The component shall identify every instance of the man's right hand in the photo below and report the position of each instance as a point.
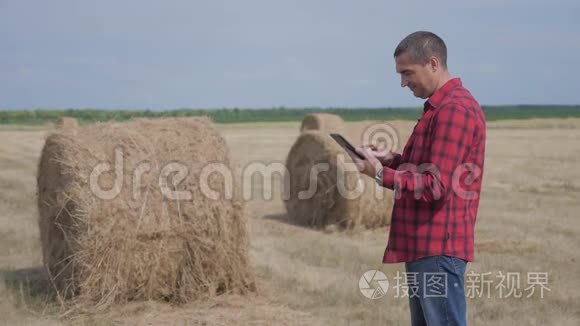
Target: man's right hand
(385, 157)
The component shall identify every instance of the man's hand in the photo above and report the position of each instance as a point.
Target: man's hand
(370, 165)
(385, 157)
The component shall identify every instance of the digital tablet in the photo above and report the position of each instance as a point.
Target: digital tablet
(346, 145)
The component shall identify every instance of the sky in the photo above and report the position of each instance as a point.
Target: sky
(172, 54)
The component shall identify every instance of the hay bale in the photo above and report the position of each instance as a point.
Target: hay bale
(140, 244)
(66, 123)
(322, 122)
(370, 206)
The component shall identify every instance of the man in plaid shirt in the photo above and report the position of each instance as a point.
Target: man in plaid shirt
(437, 183)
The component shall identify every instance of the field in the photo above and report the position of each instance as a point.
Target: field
(528, 223)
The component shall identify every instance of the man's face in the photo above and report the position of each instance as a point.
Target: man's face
(419, 78)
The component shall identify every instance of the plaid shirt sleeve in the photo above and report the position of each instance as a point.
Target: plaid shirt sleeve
(451, 133)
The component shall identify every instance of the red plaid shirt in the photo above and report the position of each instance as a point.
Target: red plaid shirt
(437, 179)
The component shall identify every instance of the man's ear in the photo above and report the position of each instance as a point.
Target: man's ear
(434, 63)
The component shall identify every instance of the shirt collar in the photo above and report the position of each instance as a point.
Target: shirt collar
(441, 93)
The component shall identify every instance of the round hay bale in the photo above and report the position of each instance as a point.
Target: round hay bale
(322, 122)
(67, 123)
(339, 194)
(132, 232)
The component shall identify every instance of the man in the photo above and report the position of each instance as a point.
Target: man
(437, 182)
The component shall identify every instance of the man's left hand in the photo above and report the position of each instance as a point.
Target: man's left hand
(370, 165)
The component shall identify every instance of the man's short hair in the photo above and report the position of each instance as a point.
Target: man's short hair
(420, 46)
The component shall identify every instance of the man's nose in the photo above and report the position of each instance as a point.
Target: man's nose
(403, 82)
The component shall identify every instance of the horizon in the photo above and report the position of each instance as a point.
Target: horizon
(136, 55)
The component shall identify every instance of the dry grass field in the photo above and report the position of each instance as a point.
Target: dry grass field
(529, 222)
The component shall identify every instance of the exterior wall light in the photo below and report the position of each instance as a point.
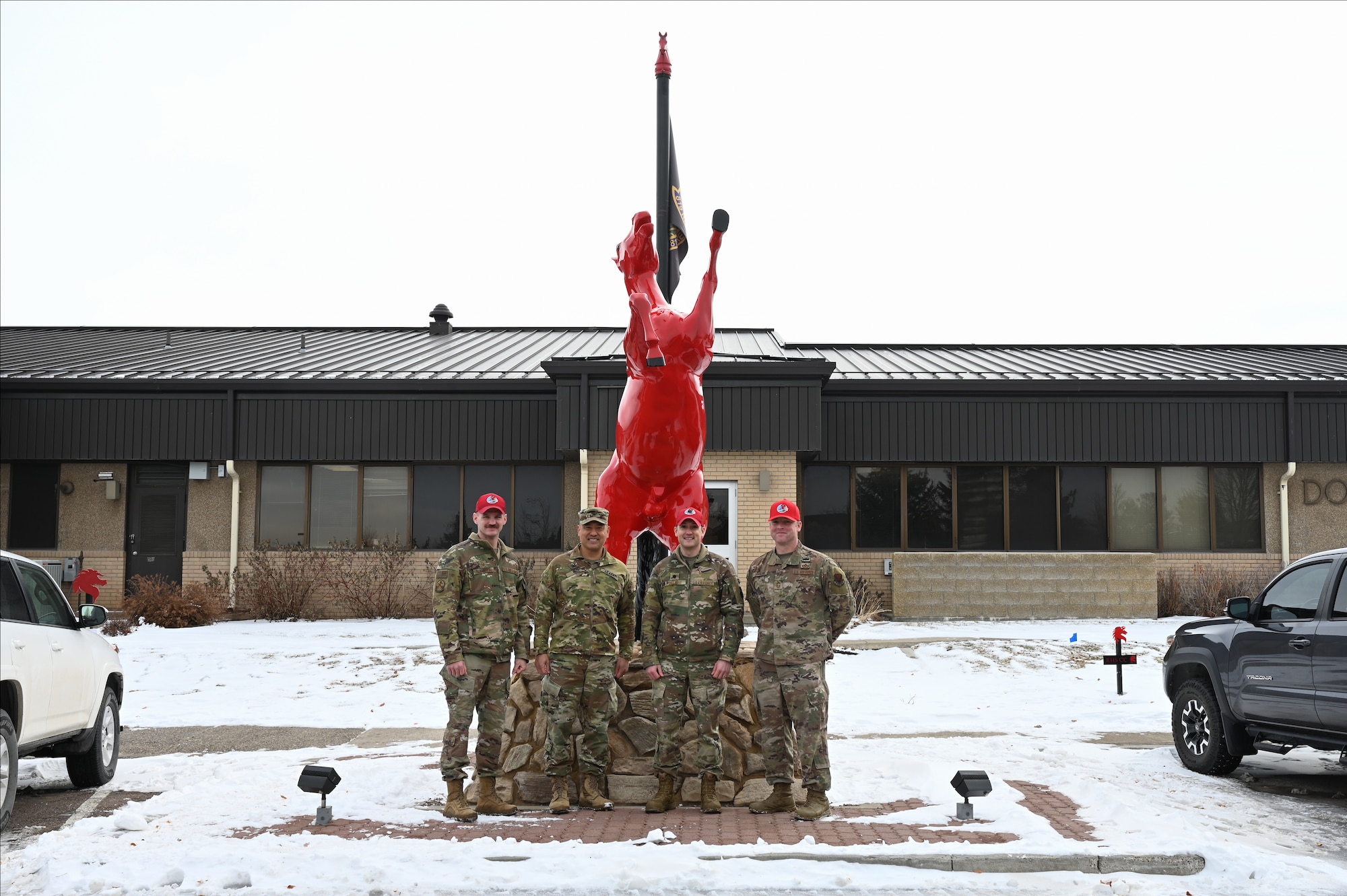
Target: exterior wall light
(969, 784)
(320, 780)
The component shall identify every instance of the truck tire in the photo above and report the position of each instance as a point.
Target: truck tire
(9, 767)
(1198, 731)
(96, 766)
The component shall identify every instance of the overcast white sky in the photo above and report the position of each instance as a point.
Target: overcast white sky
(905, 174)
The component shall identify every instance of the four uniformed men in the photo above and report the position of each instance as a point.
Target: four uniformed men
(584, 641)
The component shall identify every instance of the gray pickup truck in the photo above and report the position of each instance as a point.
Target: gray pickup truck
(1270, 676)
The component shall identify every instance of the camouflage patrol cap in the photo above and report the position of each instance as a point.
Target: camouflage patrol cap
(595, 514)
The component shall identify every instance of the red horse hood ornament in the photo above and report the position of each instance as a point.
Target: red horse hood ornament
(657, 470)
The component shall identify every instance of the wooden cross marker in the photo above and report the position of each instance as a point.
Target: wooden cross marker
(1120, 658)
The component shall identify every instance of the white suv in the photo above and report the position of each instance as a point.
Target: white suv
(61, 683)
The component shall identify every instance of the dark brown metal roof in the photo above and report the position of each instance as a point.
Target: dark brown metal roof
(208, 354)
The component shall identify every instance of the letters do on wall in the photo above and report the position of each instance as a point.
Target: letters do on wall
(1334, 491)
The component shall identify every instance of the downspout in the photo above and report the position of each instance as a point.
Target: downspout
(234, 528)
(1286, 524)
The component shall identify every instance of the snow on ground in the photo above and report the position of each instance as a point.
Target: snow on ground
(1000, 677)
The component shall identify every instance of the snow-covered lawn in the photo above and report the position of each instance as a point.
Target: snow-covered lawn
(1045, 697)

◆ ◆ ◆ ◆ ◆ ◆ ◆

Objective:
Reproduce the part of the listing that opens with the line containing "The component shall identify every instance of the dark" and closes with the line containing "(1334, 491)", keeping every line in place, and increase each point coordinate in it by 10. Change nothing else in those lines.

Answer to this problem:
The component shall identify every instance of the dark brown metal roof in the photo above and report the position of each instance as a point.
Target: dark brown metal roof
(218, 364)
The component shall identify every instance of the letters do on wall in the photo above and report the position of each instance as a point.
Target: letters do on wall
(1344, 501)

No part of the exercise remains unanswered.